* **TASK GOAL**:
Recast the records below as a Markdown table with the columns No. and Entry, giving each non-blank line its own numbered row. Leave the pictures out.

* **DATASET RECORDS**:

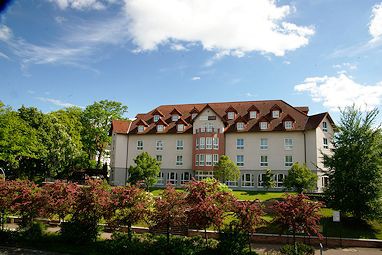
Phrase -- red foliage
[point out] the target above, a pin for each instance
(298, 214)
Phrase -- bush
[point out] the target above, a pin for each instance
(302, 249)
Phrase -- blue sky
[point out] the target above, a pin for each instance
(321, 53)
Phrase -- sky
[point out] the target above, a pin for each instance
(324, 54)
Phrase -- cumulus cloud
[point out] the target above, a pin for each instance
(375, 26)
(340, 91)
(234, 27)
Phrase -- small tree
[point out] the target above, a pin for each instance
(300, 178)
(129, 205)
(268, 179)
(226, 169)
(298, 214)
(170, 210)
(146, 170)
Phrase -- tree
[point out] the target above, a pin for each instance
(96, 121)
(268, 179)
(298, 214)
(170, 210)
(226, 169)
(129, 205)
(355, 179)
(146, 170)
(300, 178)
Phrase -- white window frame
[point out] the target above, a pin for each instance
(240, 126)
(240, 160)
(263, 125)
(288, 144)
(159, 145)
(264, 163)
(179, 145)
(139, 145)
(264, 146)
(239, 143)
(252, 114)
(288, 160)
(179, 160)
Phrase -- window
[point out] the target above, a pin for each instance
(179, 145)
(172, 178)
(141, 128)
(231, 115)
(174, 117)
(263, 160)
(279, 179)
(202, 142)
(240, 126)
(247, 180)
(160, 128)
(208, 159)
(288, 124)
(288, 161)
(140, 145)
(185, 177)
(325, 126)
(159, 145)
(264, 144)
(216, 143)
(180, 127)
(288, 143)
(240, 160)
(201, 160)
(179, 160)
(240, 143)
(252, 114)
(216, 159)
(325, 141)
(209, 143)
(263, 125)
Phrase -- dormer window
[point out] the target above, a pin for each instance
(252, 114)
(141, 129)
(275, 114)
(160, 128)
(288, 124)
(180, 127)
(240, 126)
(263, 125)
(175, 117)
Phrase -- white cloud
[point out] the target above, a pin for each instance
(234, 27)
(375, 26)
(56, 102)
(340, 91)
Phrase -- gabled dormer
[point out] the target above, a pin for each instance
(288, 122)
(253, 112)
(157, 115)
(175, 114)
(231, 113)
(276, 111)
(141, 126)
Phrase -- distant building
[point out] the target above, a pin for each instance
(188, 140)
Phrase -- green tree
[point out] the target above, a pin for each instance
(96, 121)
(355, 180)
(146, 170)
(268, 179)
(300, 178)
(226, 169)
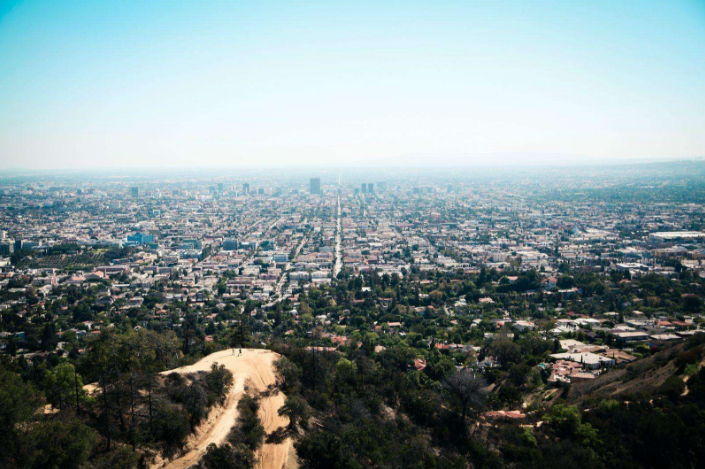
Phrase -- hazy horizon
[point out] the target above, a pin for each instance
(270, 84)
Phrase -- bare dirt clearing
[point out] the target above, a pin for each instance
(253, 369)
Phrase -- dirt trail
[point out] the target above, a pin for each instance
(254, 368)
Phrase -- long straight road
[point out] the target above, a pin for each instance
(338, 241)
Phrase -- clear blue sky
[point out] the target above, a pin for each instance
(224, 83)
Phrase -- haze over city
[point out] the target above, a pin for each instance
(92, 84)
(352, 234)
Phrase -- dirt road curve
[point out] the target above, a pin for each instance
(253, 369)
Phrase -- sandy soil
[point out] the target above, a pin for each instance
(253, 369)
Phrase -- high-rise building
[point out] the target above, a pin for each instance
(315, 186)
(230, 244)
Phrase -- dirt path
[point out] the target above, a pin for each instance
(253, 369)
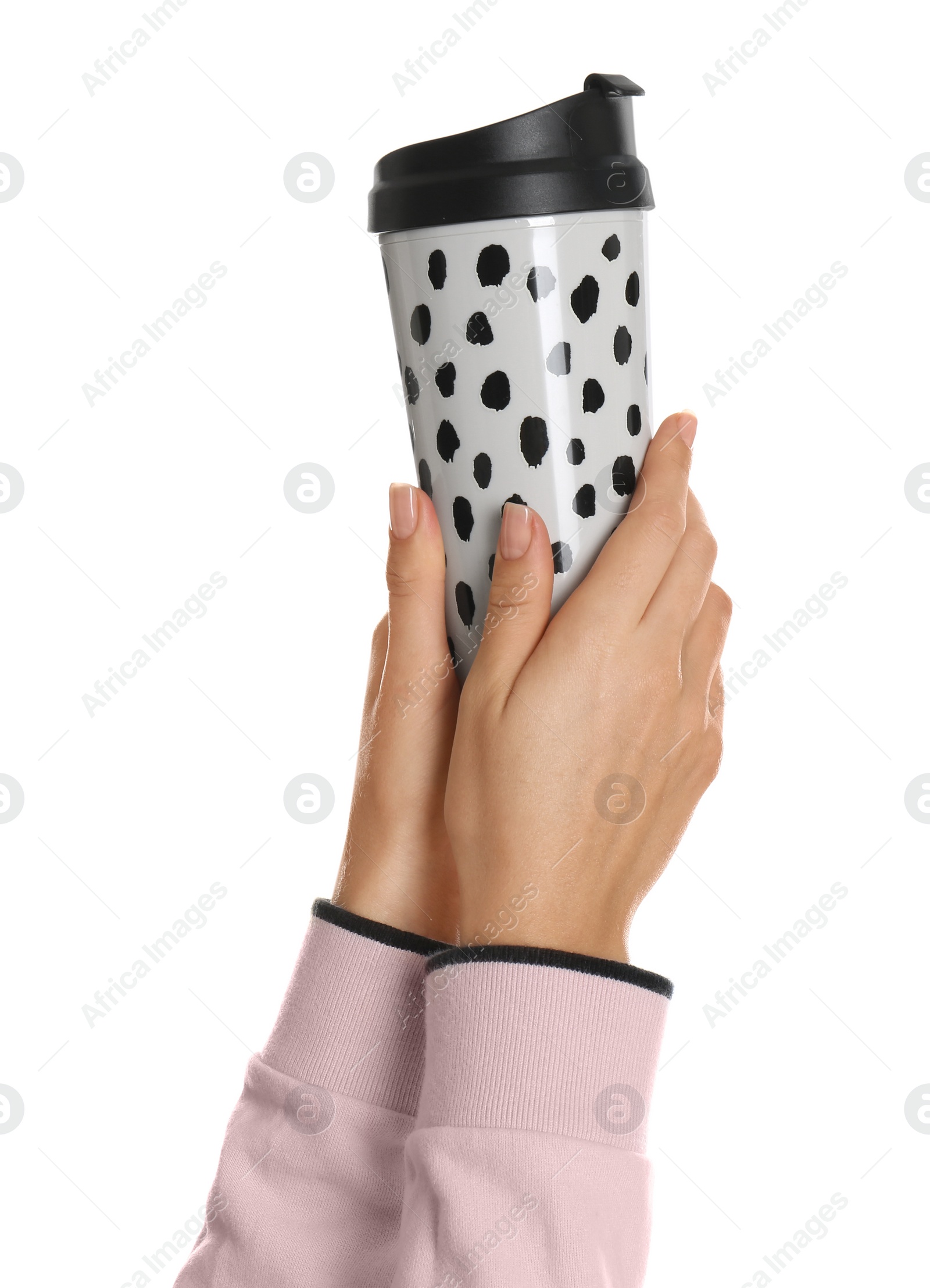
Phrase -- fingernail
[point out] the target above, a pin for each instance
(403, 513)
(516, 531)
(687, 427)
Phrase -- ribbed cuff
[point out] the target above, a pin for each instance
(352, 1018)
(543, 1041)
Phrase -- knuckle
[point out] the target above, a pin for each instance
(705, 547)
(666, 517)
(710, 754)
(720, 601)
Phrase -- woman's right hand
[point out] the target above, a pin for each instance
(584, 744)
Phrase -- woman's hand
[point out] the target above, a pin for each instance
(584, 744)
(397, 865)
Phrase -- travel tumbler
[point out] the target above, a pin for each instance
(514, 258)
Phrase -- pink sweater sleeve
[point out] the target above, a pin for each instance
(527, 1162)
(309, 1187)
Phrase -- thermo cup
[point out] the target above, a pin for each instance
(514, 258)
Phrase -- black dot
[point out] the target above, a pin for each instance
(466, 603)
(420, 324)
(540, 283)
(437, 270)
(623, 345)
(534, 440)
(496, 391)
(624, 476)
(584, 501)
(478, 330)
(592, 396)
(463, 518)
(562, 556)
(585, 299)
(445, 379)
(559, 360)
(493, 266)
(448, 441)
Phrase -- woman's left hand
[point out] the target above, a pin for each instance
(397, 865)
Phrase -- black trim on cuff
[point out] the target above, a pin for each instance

* **SOLUTION TO THIS PROBLEM**:
| No. | Entry |
|---|---|
| 1 | Phrase -- red foliage |
| 2 | [point out] the target above, a pin for each instance |
| 3 | (298, 214) |
| 4 | Phrase -- bush |
| 5 | [point out] the target above, a pin for each instance |
| 6 | (302, 249) |
| 7 | Phrase -- blue sky |
| 8 | [point out] the target above, a pin for each instance |
| 9 | (321, 53) |
| 10 | Phrase -- sky |
| 11 | [point out] the target above, a pin for each instance |
| 12 | (324, 54) |
| 13 | Phrase -- cumulus cloud |
| 14 | [point out] the target above, a pin for each instance |
| 15 | (375, 26) |
| 16 | (340, 91) |
| 17 | (234, 27) |
| 18 | Phrase -- small tree |
| 19 | [point out] the target above, a pin for each instance |
| 20 | (300, 178) |
| 21 | (129, 205) |
| 22 | (268, 179) |
| 23 | (226, 169) |
| 24 | (298, 214) |
| 25 | (170, 210) |
| 26 | (146, 170) |
| 27 | Phrase -- tree |
| 28 | [point out] the target above, a pin for each instance |
| 29 | (96, 121) |
| 30 | (268, 179) |
| 31 | (298, 214) |
| 32 | (170, 210) |
| 33 | (226, 169) |
| 34 | (129, 205) |
| 35 | (355, 179) |
| 36 | (146, 170) |
| 37 | (300, 178) |
| 38 | Phrase -- white window frame |
| 39 | [point out] the target above, a pin for each instance |
| 40 | (240, 126) |
| 41 | (240, 160) |
| 42 | (263, 125) |
| 43 | (288, 144) |
| 44 | (159, 145) |
| 45 | (264, 163) |
| 46 | (179, 145) |
| 47 | (139, 145) |
| 48 | (264, 146) |
| 49 | (239, 143) |
| 50 | (252, 114) |
| 51 | (288, 160) |
| 52 | (179, 160) |
| 53 | Phrase -- window |
| 54 | [point out] the target above, a pin for each instance |
| 55 | (179, 145) |
| 56 | (172, 178) |
| 57 | (141, 128) |
| 58 | (231, 115) |
| 59 | (174, 117) |
| 60 | (263, 160) |
| 61 | (279, 179) |
| 62 | (202, 142) |
| 63 | (240, 126) |
| 64 | (247, 180) |
| 65 | (160, 128) |
| 66 | (208, 159) |
| 67 | (288, 124) |
| 68 | (288, 161) |
| 69 | (140, 145) |
| 70 | (185, 177) |
| 71 | (325, 126) |
| 72 | (159, 145) |
| 73 | (264, 144) |
| 74 | (216, 143) |
| 75 | (180, 127) |
| 76 | (288, 143) |
| 77 | (240, 160) |
| 78 | (201, 160) |
| 79 | (179, 160) |
| 80 | (240, 143) |
| 81 | (252, 114) |
| 82 | (216, 159) |
| 83 | (325, 141) |
| 84 | (209, 143) |
| 85 | (263, 125) |
| 86 | Phrase -- dormer window |
| 87 | [point out] the target above, a pin for each instance |
| 88 | (252, 114) |
| 89 | (141, 129) |
| 90 | (275, 114) |
| 91 | (160, 128) |
| 92 | (288, 124) |
| 93 | (180, 127) |
| 94 | (240, 126) |
| 95 | (263, 125) |
| 96 | (175, 117) |
| 97 | Phrase -- white cloud |
| 98 | [point out] the target above, a pin for each instance |
| 99 | (234, 27) |
| 100 | (375, 26) |
| 101 | (56, 102) |
| 102 | (340, 91) |
| 103 | Phrase -- gabled dormer |
| 104 | [point out] the target above, a pin for each instance |
| 105 | (288, 122) |
| 106 | (253, 112) |
| 107 | (157, 115) |
| 108 | (175, 114) |
| 109 | (231, 113) |
| 110 | (276, 111) |
| 111 | (141, 126) |
| 112 | Phrase -- distant building |
| 113 | [point out] the target above, a pin for each instance |
| 114 | (188, 140) |
| 115 | Phrase -- green tree |
| 116 | [point out] the target above, a pin for each instance |
| 117 | (96, 121) |
| 118 | (355, 180) |
| 119 | (146, 170) |
| 120 | (268, 179) |
| 121 | (300, 178) |
| 122 | (226, 169) |
| 123 | Phrase -- hazy horizon |
| 124 | [point out] the target above, a pin for each instance |
| 125 | (270, 84) |
| 126 | Phrase -- bare dirt clearing |
| 127 | [point out] the target above, a pin for each instance |
| 128 | (253, 369) |
| 129 | Phrase -- dirt trail |
| 130 | [point out] the target above, a pin for each instance |
| 131 | (254, 368) |
| 132 | Phrase -- long straight road |
| 133 | [point out] the target above, a pin for each instance |
| 134 | (338, 241) |
| 135 | Phrase -- clear blue sky |
| 136 | [point out] the target above, a pin for each instance |
| 137 | (224, 83) |
| 138 | Phrase -- haze over city |
| 139 | [point out] the target above, a pin for each instance |
| 140 | (92, 84) |
| 141 | (352, 234) |
| 142 | Phrase -- dirt road curve |
| 143 | [point out] the target above, a pin for each instance |
| 144 | (253, 369) |
| 145 | Phrase -- sandy soil |
| 146 | [point out] the target above, a pin for each instance |
| 147 | (253, 369) |
| 148 | Phrase -- high-rise building |
| 149 | [point out] the target above, a pin for each instance |
| 150 | (315, 186) |
| 151 | (230, 244) |
| 152 | Phrase -- dirt path |
| 153 | [point out] the target above, a pin for each instance |
| 154 | (253, 369) |
| 155 | Phrase -- fingernail |
| 156 | [point out] the target above, a pin for each instance |
| 157 | (403, 513) |
| 158 | (516, 531) |
| 159 | (687, 427) |
| 160 | Phrase -- ribbed cuff |
| 161 | [point out] the target above, a pin for each instance |
| 162 | (352, 1018) |
| 163 | (543, 1041) |
| 164 | Phrase -- knuckle |
| 165 | [point out] the target above, a pin for each instance |
| 166 | (705, 547) |
| 167 | (666, 517) |
| 168 | (710, 754) |
| 169 | (720, 601) |
| 170 | Phrase -- woman's right hand |
| 171 | [point out] the target above, a pin for each instance |
| 172 | (584, 744) |
| 173 | Phrase -- woman's hand |
| 174 | [point out] the target above, a pin for each instance |
| 175 | (584, 744) |
| 176 | (397, 865) |
| 177 | Phrase -- travel tumbler |
| 178 | [point out] the target above, a pin for each instance |
| 179 | (514, 258) |
| 180 | Phrase -- pink sweater sleeve |
| 181 | [point out] the target above, a pin for each instance |
| 182 | (527, 1162) |
| 183 | (309, 1187) |
| 184 | Phrase -- thermo cup |
| 185 | [point out] the target above, a pin for each instance |
| 186 | (514, 258) |
| 187 | Phrase -- black dot |
| 188 | [point out] the target above, a pin for each instance |
| 189 | (466, 603) |
| 190 | (420, 324) |
| 191 | (540, 283) |
| 192 | (437, 270) |
| 193 | (623, 345) |
| 194 | (534, 440) |
| 195 | (496, 391) |
| 196 | (624, 476) |
| 197 | (584, 501) |
| 198 | (478, 330) |
| 199 | (592, 396) |
| 200 | (463, 518) |
| 201 | (562, 556) |
| 202 | (585, 299) |
| 203 | (445, 379) |
| 204 | (559, 360) |
| 205 | (493, 266) |
| 206 | (448, 441) |
| 207 | Phrase -- woman's left hand |
| 208 | [point out] the target above, a pin for each instance |
| 209 | (397, 865) |
| 210 | Phrase -- black trim on cuff |
| 211 | [point out] the target above, a pin for each instance |